WORK ORDER:
What is needed is an exact transcription of the listing, with the images removed.

### TASK DATA

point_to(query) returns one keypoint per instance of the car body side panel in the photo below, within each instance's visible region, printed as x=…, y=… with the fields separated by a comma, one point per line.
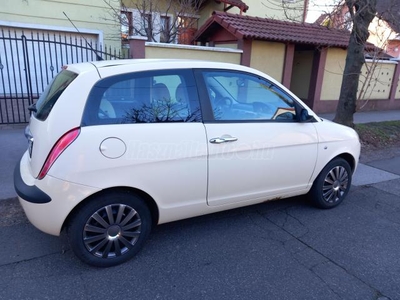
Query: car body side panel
x=66, y=115
x=269, y=159
x=168, y=161
x=335, y=140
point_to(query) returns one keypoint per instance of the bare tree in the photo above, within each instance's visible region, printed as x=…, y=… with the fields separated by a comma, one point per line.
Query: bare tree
x=362, y=13
x=159, y=21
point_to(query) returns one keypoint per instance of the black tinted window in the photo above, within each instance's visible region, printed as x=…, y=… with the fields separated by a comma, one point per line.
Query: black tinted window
x=146, y=97
x=240, y=96
x=51, y=94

######

EXERCISE SOLUTION:
point_to(query) returns one keypoint per instance of the car body side panel in the photo below, within each instance's visible region, printed as x=…, y=… with the fields separated by a comma, one point per line.
Query: car body side panel
x=66, y=115
x=269, y=159
x=168, y=161
x=335, y=140
point_to(query) returns one keypoint per instance of the bare tree in the photo above, within each instance's visible region, printed as x=…, y=… with the fields separated by a comma, one point per line.
Query: bare tree
x=362, y=13
x=159, y=21
point_to(query) returns one keypoint per instance of the black tinted window in the photo above, within each instance's visible region, printed as x=…, y=… with the fields separated by a comma, one point per line.
Query: black tinted window
x=146, y=97
x=240, y=96
x=51, y=94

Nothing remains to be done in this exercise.